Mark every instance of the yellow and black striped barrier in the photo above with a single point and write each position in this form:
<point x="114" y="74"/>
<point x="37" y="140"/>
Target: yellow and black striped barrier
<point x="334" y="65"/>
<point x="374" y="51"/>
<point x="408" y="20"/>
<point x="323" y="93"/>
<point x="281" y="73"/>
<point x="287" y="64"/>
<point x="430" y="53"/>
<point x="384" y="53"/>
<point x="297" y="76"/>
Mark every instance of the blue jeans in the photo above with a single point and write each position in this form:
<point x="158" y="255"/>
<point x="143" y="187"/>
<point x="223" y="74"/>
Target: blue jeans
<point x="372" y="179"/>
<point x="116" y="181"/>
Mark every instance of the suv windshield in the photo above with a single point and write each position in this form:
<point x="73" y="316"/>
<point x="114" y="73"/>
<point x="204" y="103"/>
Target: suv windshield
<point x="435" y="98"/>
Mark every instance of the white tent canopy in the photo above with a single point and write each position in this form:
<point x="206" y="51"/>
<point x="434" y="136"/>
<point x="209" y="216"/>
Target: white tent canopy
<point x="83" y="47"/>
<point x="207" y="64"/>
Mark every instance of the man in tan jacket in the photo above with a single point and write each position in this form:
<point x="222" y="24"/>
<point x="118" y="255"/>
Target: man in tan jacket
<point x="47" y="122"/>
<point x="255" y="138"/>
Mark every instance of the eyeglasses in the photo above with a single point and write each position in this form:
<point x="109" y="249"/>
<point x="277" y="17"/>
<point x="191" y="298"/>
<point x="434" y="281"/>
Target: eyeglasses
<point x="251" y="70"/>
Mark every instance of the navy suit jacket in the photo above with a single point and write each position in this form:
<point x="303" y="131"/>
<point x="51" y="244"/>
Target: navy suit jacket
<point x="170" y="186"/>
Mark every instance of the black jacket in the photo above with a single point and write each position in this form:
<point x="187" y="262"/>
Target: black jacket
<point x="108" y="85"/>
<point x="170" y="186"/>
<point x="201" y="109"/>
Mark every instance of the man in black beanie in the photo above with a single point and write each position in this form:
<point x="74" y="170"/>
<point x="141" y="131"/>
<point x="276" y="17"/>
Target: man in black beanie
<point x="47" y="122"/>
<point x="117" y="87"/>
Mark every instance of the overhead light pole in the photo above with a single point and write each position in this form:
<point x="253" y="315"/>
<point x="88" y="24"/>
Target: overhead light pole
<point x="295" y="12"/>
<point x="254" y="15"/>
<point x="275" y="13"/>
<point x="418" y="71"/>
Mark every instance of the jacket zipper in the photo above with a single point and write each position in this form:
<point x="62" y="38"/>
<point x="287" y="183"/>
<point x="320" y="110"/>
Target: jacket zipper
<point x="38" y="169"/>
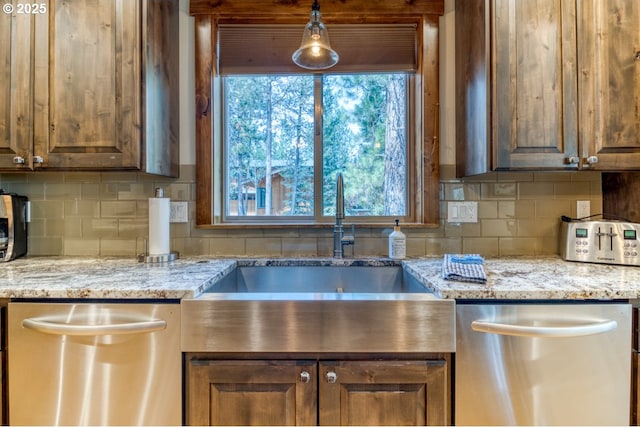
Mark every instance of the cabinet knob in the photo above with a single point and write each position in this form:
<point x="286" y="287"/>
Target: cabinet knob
<point x="592" y="159"/>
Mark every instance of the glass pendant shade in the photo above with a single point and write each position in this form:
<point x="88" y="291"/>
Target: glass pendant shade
<point x="315" y="51"/>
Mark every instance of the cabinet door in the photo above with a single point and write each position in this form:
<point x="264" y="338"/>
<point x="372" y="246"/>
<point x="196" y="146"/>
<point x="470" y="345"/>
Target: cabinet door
<point x="16" y="43"/>
<point x="384" y="393"/>
<point x="87" y="84"/>
<point x="609" y="83"/>
<point x="250" y="393"/>
<point x="534" y="81"/>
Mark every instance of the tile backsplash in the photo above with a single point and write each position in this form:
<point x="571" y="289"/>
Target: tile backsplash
<point x="105" y="214"/>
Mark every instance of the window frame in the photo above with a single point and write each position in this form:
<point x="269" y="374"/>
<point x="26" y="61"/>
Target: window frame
<point x="207" y="88"/>
<point x="317" y="216"/>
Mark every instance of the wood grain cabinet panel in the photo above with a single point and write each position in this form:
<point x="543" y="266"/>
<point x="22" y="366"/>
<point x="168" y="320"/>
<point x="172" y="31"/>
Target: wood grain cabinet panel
<point x="268" y="392"/>
<point x="245" y="393"/>
<point x="547" y="85"/>
<point x="102" y="85"/>
<point x="609" y="83"/>
<point x="16" y="106"/>
<point x="383" y="393"/>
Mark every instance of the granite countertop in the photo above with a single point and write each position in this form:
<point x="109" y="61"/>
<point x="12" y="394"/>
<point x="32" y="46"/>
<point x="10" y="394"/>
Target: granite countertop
<point x="517" y="278"/>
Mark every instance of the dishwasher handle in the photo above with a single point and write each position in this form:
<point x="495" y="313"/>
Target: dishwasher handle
<point x="597" y="327"/>
<point x="48" y="326"/>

============================================================

## Goal of the exercise
Only the lines from the one containing "Mark every instance of the tile" to the end of the listing belong in the output, each reproduced exactly.

## Answer
Mark every instance of the tile backsplash in the photo above with a single point and write each position in this form:
<point x="571" y="289"/>
Target: tile backsplash
<point x="105" y="214"/>
Mark every instance of the window frame in the photo above with a single point and write each position in this form:
<point x="269" y="374"/>
<point x="26" y="61"/>
Target: window frame
<point x="207" y="88"/>
<point x="317" y="216"/>
Mark every instance of the wood grain cabinet panel in the photo above with a single point and write each position in this form:
<point x="543" y="266"/>
<point x="22" y="366"/>
<point x="168" y="320"/>
<point x="172" y="31"/>
Target: wood grain cabinet panel
<point x="268" y="392"/>
<point x="245" y="393"/>
<point x="547" y="85"/>
<point x="102" y="85"/>
<point x="609" y="83"/>
<point x="16" y="106"/>
<point x="383" y="393"/>
Mark every instance of the granite countertop in the photo above with a single point and write each position in this form:
<point x="109" y="61"/>
<point x="12" y="394"/>
<point x="32" y="46"/>
<point x="10" y="394"/>
Target: granite countertop
<point x="517" y="278"/>
Mark every instance of the dishwasher handle in the photo above with a single point and write each position in this form:
<point x="495" y="313"/>
Target: dishwasher handle
<point x="597" y="327"/>
<point x="48" y="326"/>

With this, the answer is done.